[TEXT SECTION]
──────
Democrat March-April 2008 (Number 107)
How the EU Operates
The European Investment Bank
Railways, PFI and PPP schemes
Chancellor Alistair Darling is assisted by Timothy Stone of the KPMG corporation. They are both part of the board of the EU's European Investment Bank (EIB).* Both men, like Gordon Brown and Tony Blair before him, are dead keen on PFI schemes. The EIB has arranged massive loans to PFI schemes.
Since the 2005 election the EIB has loaned nearly £2 bn to PFIs in Britain. EIB loans, which in effect are public money, are at very good rates, so this represents a huge public subsidy to PFI schemes in Britain. This money is raised by the Bank at low interest rates and is therefore not direct private investment as widely advertised to give the impression of capitalists risking their money. However, it is the latter who take the huge profits available.
There is no reason whatsoever why the Government here could not raise money at even better rates than the EIB and fund the public sector hospitals, railways and education. The strict criteria of the EU's economic and monetary union have been crafted to prevent expenditure in the public sector. Britain is in the penultimate stage of the single currency and is subject to these rules and fines for not carrying them out.
The EIB carries out transactions to further the aims and policies of the EU, hence support for PFI and PPP schemes within the Single European Market. EIB loans have helped to float some of the more contentious PFIs:. Schemes backed since the last election in 2005 include the Bart's Hospital and Birmingham Hospital PFIs. Before then, £600 million of EIB loans went to the now-failed Metronet London Underground privatisation.
The impression is given that the railways in Britain have had a huge private investment in them. The reality is that the government subsidises the railways even more than in previous decades.
──────
[WORK ITEM]
According to the article on the European Investment Bank, how much in EIB loans went to the Metronet London Underground privatisation?

(Natural-language object grounding data)
──────
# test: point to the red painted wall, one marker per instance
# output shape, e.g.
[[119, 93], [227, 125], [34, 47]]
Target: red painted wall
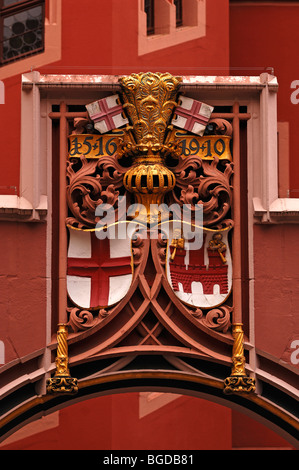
[[113, 422], [269, 36]]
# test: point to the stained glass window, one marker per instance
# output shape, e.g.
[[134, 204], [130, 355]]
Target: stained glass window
[[22, 29], [150, 16]]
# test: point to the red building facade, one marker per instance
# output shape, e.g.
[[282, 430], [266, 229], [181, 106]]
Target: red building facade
[[229, 57]]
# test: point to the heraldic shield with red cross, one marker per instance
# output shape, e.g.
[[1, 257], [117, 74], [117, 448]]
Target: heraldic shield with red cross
[[99, 271]]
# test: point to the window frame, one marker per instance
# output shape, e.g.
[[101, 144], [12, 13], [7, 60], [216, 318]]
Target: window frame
[[150, 17], [13, 9]]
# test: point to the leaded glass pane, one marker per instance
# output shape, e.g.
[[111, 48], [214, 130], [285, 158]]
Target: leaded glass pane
[[22, 32]]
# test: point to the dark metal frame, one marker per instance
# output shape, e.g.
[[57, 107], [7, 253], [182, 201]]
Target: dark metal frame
[[17, 7]]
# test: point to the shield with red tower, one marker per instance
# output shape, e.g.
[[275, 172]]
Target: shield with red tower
[[201, 277], [99, 271]]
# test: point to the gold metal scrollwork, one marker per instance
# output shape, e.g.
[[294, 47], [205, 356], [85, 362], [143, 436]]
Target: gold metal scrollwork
[[238, 382], [62, 382]]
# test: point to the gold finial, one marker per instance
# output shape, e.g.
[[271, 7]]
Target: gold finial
[[149, 100], [238, 382], [62, 382]]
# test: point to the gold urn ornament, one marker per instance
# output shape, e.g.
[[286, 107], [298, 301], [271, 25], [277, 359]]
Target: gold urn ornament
[[149, 100]]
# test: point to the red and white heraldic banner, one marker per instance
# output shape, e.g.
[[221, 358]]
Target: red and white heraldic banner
[[99, 271]]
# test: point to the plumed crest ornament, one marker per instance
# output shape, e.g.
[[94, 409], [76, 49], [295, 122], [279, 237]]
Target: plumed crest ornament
[[149, 100]]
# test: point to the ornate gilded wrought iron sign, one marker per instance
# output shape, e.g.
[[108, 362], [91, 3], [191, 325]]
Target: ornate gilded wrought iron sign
[[150, 223]]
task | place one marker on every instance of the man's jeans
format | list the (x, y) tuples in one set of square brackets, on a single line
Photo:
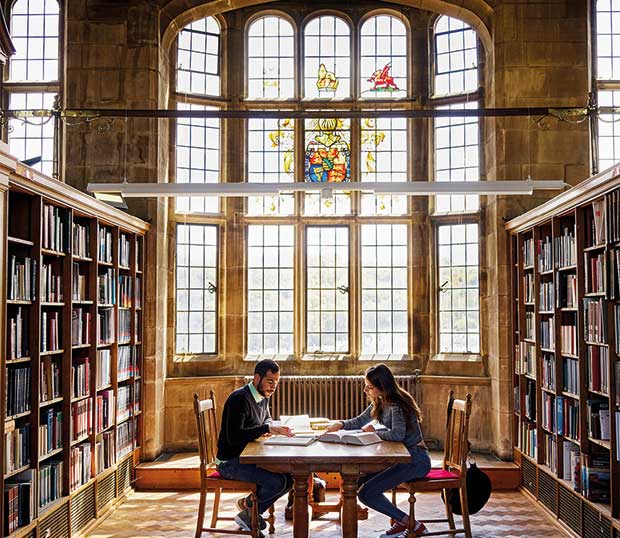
[(372, 486), (269, 486)]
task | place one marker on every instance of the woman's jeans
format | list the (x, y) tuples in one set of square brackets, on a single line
[(269, 486), (372, 486)]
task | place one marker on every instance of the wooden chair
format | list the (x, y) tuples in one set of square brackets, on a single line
[(210, 479), (453, 472)]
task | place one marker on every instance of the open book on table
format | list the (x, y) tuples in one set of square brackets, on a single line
[(351, 437), (297, 440)]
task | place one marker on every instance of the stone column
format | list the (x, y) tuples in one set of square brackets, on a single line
[(113, 60), (540, 59)]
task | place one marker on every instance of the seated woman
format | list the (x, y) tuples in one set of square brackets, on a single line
[(395, 409)]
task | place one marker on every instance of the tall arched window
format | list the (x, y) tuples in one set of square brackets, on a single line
[(197, 159), (271, 59), (313, 275), (457, 158), (33, 80), (327, 58)]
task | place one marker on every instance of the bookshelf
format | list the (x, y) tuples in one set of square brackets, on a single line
[(565, 261), (72, 367)]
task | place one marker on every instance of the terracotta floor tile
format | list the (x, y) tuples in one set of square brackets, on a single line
[(173, 515)]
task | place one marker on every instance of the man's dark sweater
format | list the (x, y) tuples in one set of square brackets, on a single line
[(243, 420)]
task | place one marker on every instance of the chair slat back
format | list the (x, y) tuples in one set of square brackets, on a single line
[(456, 447), (206, 424)]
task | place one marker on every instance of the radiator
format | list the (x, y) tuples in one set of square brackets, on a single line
[(332, 397)]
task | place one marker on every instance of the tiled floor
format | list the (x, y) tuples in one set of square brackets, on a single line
[(173, 515)]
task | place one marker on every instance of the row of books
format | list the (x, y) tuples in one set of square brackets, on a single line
[(595, 478), (124, 403), (567, 417), (79, 284), (595, 270), (528, 287), (528, 439), (568, 339), (105, 245), (598, 368), (50, 431), (105, 320), (596, 233), (125, 289), (105, 410), (18, 390), (18, 501), (17, 336), (124, 249), (128, 357), (597, 419), (551, 454), (105, 451), (570, 372), (525, 363), (565, 248), (547, 333), (79, 466), (51, 284), (107, 287), (528, 253), (80, 377), (22, 279), (125, 436), (81, 419), (567, 290), (544, 254), (548, 371), (530, 399), (16, 447), (548, 412), (50, 331), (104, 367), (54, 227), (546, 297), (50, 482), (595, 320), (50, 379), (124, 326), (81, 240)]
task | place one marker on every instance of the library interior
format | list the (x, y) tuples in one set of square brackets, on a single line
[(229, 310)]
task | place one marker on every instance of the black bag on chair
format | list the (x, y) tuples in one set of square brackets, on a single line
[(479, 488)]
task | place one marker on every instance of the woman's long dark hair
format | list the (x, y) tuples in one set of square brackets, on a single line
[(382, 378)]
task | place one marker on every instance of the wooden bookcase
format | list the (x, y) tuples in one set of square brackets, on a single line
[(565, 260), (71, 371)]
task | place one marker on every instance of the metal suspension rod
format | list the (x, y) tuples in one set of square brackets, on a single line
[(559, 112)]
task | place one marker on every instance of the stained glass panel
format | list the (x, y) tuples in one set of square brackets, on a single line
[(327, 65), (271, 59), (327, 160), (383, 159), (383, 58)]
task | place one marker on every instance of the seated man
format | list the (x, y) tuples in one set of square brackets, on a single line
[(245, 418)]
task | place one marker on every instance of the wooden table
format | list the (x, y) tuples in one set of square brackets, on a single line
[(350, 461)]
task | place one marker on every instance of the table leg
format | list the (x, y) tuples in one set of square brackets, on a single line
[(349, 505), (300, 508)]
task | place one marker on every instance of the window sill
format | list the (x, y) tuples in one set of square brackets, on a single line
[(456, 364)]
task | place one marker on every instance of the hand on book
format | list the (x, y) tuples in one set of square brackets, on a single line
[(334, 426)]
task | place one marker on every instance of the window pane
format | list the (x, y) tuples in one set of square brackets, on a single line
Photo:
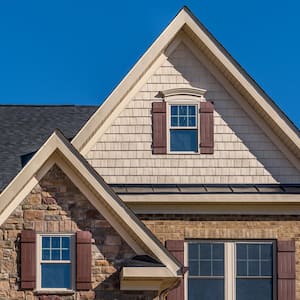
──────
[ANSWER BOX]
£600 million